Problem details
What is needed is a faithful copy of all the entries, with no pictures in it.
=-=-=
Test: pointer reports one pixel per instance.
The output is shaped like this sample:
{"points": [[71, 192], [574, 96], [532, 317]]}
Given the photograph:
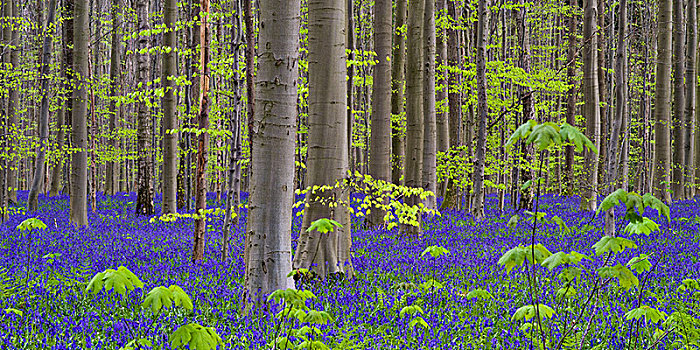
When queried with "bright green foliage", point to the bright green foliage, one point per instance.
{"points": [[689, 285], [548, 134], [561, 258], [195, 336], [640, 263], [609, 244], [435, 251], [120, 280], [649, 313], [644, 226], [324, 225], [625, 278], [31, 224], [480, 294], [161, 296], [528, 312]]}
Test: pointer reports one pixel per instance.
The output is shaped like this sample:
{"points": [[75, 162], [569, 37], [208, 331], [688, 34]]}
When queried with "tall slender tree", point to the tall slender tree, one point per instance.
{"points": [[662, 103], [477, 205], [169, 120], [691, 81], [269, 239], [429, 114], [38, 178], [398, 74], [414, 101], [380, 137], [327, 160], [591, 97], [679, 127], [203, 137], [81, 38]]}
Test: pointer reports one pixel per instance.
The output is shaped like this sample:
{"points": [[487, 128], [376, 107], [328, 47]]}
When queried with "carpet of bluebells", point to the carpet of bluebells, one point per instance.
{"points": [[59, 314]]}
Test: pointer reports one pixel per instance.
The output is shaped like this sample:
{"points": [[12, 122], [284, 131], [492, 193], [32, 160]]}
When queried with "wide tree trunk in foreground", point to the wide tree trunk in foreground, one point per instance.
{"points": [[398, 74], [414, 103], [203, 137], [38, 180], [380, 137], [81, 38], [327, 161], [169, 120], [662, 104], [269, 239], [591, 110]]}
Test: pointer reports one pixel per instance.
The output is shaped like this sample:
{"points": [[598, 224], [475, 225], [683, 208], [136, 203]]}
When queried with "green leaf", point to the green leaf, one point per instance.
{"points": [[640, 263], [644, 226], [625, 278], [528, 312], [195, 336], [609, 244], [323, 225], [31, 224]]}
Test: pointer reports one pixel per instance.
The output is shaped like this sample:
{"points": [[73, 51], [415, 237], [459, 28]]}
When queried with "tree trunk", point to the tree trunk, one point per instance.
{"points": [[429, 123], [662, 104], [169, 120], [110, 187], [380, 142], [591, 107], [398, 64], [327, 161], [203, 137], [37, 181], [144, 200], [81, 38], [690, 106], [571, 97], [679, 129], [414, 103], [269, 238]]}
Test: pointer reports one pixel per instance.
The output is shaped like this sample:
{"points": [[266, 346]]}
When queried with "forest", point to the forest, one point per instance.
{"points": [[349, 174]]}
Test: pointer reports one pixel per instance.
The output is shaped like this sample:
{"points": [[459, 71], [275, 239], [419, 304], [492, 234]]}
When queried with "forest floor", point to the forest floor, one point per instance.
{"points": [[43, 275]]}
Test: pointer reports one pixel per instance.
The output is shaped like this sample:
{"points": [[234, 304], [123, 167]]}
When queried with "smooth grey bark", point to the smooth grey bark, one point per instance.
{"points": [[79, 137], [144, 190], [442, 115], [691, 81], [38, 179], [269, 238], [413, 176], [114, 63], [169, 120], [327, 160], [679, 127], [398, 74], [203, 137], [477, 205], [429, 123], [591, 109], [662, 104], [380, 137], [11, 11]]}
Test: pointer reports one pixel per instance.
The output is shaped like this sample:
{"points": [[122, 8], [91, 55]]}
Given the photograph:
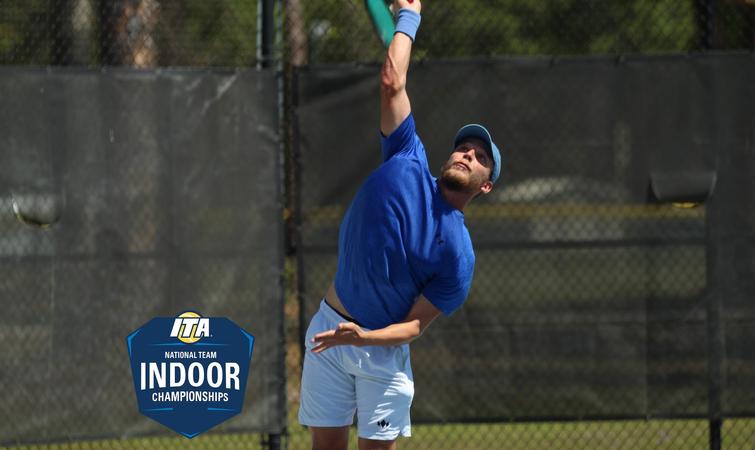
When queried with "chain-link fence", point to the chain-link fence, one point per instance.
{"points": [[340, 31], [589, 302], [591, 310]]}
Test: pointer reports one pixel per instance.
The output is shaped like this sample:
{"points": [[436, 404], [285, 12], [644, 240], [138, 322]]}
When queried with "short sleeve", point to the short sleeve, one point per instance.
{"points": [[403, 139], [448, 289]]}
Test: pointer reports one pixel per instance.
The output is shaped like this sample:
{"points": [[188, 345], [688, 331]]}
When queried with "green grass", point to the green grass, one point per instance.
{"points": [[653, 434]]}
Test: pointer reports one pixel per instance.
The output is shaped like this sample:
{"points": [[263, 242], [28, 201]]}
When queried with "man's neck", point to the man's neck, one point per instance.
{"points": [[458, 200]]}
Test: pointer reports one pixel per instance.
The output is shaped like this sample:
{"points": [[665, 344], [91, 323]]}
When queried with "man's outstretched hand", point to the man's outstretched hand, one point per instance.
{"points": [[347, 333], [414, 5]]}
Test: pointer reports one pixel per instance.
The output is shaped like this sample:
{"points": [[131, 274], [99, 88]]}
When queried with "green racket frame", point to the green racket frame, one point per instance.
{"points": [[382, 19]]}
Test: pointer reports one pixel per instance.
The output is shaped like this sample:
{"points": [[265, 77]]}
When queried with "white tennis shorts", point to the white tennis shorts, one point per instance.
{"points": [[376, 382]]}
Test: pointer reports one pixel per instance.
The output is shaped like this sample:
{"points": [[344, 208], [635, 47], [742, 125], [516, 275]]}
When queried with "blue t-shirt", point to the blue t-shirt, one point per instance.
{"points": [[401, 238]]}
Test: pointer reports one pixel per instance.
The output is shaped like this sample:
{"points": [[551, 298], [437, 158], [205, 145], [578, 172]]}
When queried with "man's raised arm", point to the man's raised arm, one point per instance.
{"points": [[394, 102]]}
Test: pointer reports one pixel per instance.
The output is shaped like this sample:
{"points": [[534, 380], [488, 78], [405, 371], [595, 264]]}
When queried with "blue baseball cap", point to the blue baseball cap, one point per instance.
{"points": [[474, 130]]}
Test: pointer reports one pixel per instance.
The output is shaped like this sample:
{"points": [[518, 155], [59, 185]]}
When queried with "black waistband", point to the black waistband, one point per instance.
{"points": [[345, 317]]}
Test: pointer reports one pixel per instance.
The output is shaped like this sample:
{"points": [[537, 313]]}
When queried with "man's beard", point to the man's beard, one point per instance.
{"points": [[458, 181]]}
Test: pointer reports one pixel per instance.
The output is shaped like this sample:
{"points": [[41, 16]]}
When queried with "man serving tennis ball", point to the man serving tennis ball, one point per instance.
{"points": [[405, 257]]}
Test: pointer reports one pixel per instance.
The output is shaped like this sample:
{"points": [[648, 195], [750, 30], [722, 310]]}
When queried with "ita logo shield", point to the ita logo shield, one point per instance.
{"points": [[190, 372]]}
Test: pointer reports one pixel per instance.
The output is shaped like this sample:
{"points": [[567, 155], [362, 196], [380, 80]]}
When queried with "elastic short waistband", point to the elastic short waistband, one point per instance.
{"points": [[339, 313]]}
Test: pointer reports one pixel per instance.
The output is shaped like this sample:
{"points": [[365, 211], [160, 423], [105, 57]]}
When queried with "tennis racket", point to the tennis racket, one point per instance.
{"points": [[382, 19]]}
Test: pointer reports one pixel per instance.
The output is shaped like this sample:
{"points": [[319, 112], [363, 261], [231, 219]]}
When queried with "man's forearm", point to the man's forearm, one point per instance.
{"points": [[396, 65], [394, 101], [396, 334]]}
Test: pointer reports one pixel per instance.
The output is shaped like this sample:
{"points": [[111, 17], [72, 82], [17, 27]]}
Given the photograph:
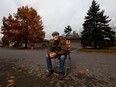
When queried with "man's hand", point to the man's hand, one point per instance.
{"points": [[52, 54]]}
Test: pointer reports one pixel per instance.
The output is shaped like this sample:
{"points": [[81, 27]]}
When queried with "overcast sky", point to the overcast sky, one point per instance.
{"points": [[57, 14]]}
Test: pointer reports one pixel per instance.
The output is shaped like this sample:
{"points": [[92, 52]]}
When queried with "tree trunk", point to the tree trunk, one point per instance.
{"points": [[26, 41]]}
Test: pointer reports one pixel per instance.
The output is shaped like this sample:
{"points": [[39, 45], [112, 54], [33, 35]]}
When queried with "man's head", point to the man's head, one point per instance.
{"points": [[55, 36]]}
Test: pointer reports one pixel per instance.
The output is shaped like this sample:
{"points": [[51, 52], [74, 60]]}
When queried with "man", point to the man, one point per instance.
=-=-=
Your solution
Test: pointer reports one pixel per instance.
The output is shaped like this sample:
{"points": [[71, 192], [574, 96], [532, 317]]}
Given the photograph:
When queried with "bright green foliage", point to the bright green foliage, one point per instance.
{"points": [[689, 285], [548, 134], [561, 258], [195, 336], [640, 263], [609, 244], [435, 251], [120, 280], [649, 313], [644, 226], [324, 225], [625, 278], [31, 224], [480, 294], [161, 296], [528, 312]]}
Test: pointer reports one pixel per instance.
The output is shaped like this sample:
{"points": [[75, 162], [569, 37], [208, 331], [688, 34]]}
When queried with "tall slender tree", point to the tall slender tree, one point per instance.
{"points": [[662, 103], [477, 205], [169, 120], [691, 81], [269, 239], [429, 114], [38, 178], [398, 74], [414, 101], [380, 137], [327, 160], [591, 97], [679, 127], [203, 137], [81, 38]]}
Test: pointer reports one pixel per instance.
The output is shaped like this sample:
{"points": [[487, 128], [376, 107], [328, 47]]}
When queried with "carpet of bluebells", point to the carpet of bluebells, one point per instance.
{"points": [[59, 314]]}
Test: pointer reports one pixel per instance.
The output is shaped like this sample:
{"points": [[12, 122], [284, 131], [492, 193], [32, 160]]}
When queried with "wide tree trunk in foreground", point to the wide tree trunk in foreground, one point per instance.
{"points": [[398, 74], [414, 103], [203, 137], [38, 180], [380, 137], [81, 38], [327, 161], [169, 120], [662, 104], [269, 239], [591, 110]]}
Test: pointer reports one pixel per instance.
The output is shaped like this sample:
{"points": [[598, 224], [475, 225], [683, 208], [136, 203]]}
When queried with "green leaf", point to the green leaf, one point per instance.
{"points": [[640, 263], [644, 226], [625, 278], [528, 312], [195, 336], [609, 244], [323, 225], [31, 224]]}
Test: pointer reports one pixel per instance.
The output is shaped like this sample:
{"points": [[73, 51], [415, 237], [459, 28]]}
When queried with "tree trunk", point to the tree trunk, one point per instance.
{"points": [[429, 123], [662, 104], [169, 120], [110, 187], [380, 142], [591, 107], [398, 64], [327, 161], [203, 137], [37, 181], [144, 200], [81, 38], [690, 106], [571, 97], [679, 129], [414, 103], [269, 238]]}
Test: pointer reports one pixel per instance.
The output is shaped like this sample:
{"points": [[266, 346]]}
When queried with "forest", point to the forest, one point per instance.
{"points": [[349, 174]]}
Test: pointer reports one pixel per instance.
The output is shaped like this sample:
{"points": [[459, 71], [275, 239], [419, 304], [492, 234]]}
When queried with "forest floor", point to the forest floor, one point per instance.
{"points": [[43, 275]]}
Test: pointer reports one pixel per instance.
The output is shaped like this sample:
{"points": [[234, 304], [123, 167]]}
When queried with "smooth grey bark", point to the smooth grey bark, one point per instance.
{"points": [[79, 137], [144, 190], [442, 115], [691, 81], [38, 179], [269, 238], [413, 176], [114, 63], [169, 120], [327, 160], [679, 127], [398, 74], [203, 137], [477, 205], [429, 123], [591, 109], [662, 104], [380, 137], [11, 11]]}
Test: pointer reports one pixel per instance.
The output is shaped like this sample:
{"points": [[122, 8], [91, 55]]}
Given the photograph:
When queried with "chain-link fence", point to the chain-link fence, one point per instance.
{"points": [[340, 31], [589, 302], [591, 310]]}
Test: pointer reports one pixel per instance.
The output is shaped like this sample:
{"points": [[436, 404], [285, 12], [644, 240], [138, 322]]}
When queried with "short sleeve", point to the short sleeve, one point per instance.
{"points": [[403, 139], [448, 289]]}
Test: pointer reports one pixel per instance.
The output is shaped like this sample:
{"points": [[188, 345], [688, 331]]}
When queried with "green grass", point to the green grass, one point per instance.
{"points": [[653, 434]]}
Test: pointer reports one pixel per instance.
The output is shaped like this sample:
{"points": [[263, 242], [28, 201]]}
When queried with "man's neck", point to the man's neck, one point per instance.
{"points": [[458, 200]]}
Test: pointer reports one pixel per instance.
The output is shaped like this sample:
{"points": [[665, 344], [91, 323]]}
When queried with "man's outstretched hand", point to the man's outstretched hand, one point per instance.
{"points": [[347, 333], [414, 5]]}
Test: pointer reports one pixel per instance.
The output is shaped like this sample:
{"points": [[131, 274], [99, 88]]}
When queried with "green racket frame", point to the green racket frame, one point per instance.
{"points": [[382, 19]]}
Test: pointer reports one pixel per instance.
The output is shaped like this sample:
{"points": [[265, 77]]}
When queried with "white tennis shorts", point to the white tennis shorts, one point per instance.
{"points": [[376, 382]]}
Test: pointer reports one pixel per instance.
The output is shaped like this sample:
{"points": [[344, 208], [635, 47], [742, 125], [516, 275]]}
When queried with "blue t-shirt", point to the blue t-shirt, one point per instance.
{"points": [[401, 238]]}
Test: pointer reports one pixel per instance.
The output is shaped like this sample:
{"points": [[551, 298], [437, 158], [205, 145], [578, 172]]}
When queried with "man's raised arm", point to the man's raised arm, one point per instance.
{"points": [[394, 102]]}
Test: pointer reports one pixel per instance.
The output is shaped like this sample:
{"points": [[534, 380], [488, 78], [405, 371], [595, 264]]}
When queried with "blue baseball cap", point to the blue baseball cap, one point per instance.
{"points": [[474, 130]]}
Test: pointer reports one pixel per instance.
The output is shaped like this sample:
{"points": [[518, 155], [59, 185]]}
When queried with "black waistband", point to the black waistband, one point per instance.
{"points": [[345, 317]]}
Test: pointer reports one pixel per instance.
The output is shaped like this sample:
{"points": [[537, 313]]}
When queried with "man's beard", point to the man's beard, one point per instance.
{"points": [[458, 181]]}
Test: pointer reports one pixel per instance.
The output is shaped like this sample:
{"points": [[41, 16]]}
When queried with "man serving tennis ball", point to the man serving tennis ball, one point per instance.
{"points": [[405, 257]]}
Test: pointer reports one pixel per instance.
The output is shaped like this sample:
{"points": [[648, 195], [750, 30], [722, 310]]}
When queried with "ita logo shield", point to the ita logo shield, one point per instance.
{"points": [[190, 372]]}
Test: pointer reports one pixel per instance.
The output is shaped like this sample:
{"points": [[567, 155], [362, 196], [380, 80]]}
When queried with "elastic short waistband", point to the elastic short waistband, one point per instance.
{"points": [[339, 313]]}
Test: pointer reports one pixel per instance.
The output is shaped like this sample:
{"points": [[365, 211], [160, 423], [105, 57]]}
When queried with "tennis racket", point to the tennis racket, one point per instance.
{"points": [[382, 19]]}
Test: pointer reports one pixel per instance.
The output is shaped like this sample:
{"points": [[319, 112], [363, 261], [231, 219]]}
When queried with "man's forearm", point to the man's forearm, one point per instance.
{"points": [[396, 65], [394, 101], [396, 334]]}
Test: pointer reports one pixel per instance.
The output is shaped like this sample:
{"points": [[111, 17], [72, 82], [17, 27]]}
Given the photograph:
When queried with "man's hand", point to the man's hand, one point per instance.
{"points": [[52, 54]]}
Test: pointer reports one pixel per instance.
The output is shaped like this sample:
{"points": [[81, 27]]}
When queried with "overcast sky", point to the overcast sky, one point per instance.
{"points": [[57, 14]]}
Test: pointer reports one pixel per instance.
The output is shaped like this sample:
{"points": [[92, 52]]}
When queried with "tree trunk", point to the tree trunk, one point per instance.
{"points": [[26, 41]]}
Test: pointer reports one pixel per instance.
The output is shaped like this sample:
{"points": [[39, 45], [112, 54], [33, 35]]}
When queried with "man's head", point to the man's head, one point per instance.
{"points": [[55, 36]]}
Test: pointer reports one pixel per instance.
The output is shaped like this sample:
{"points": [[51, 52], [74, 60]]}
When queried with "man", point to the man, one point per instance.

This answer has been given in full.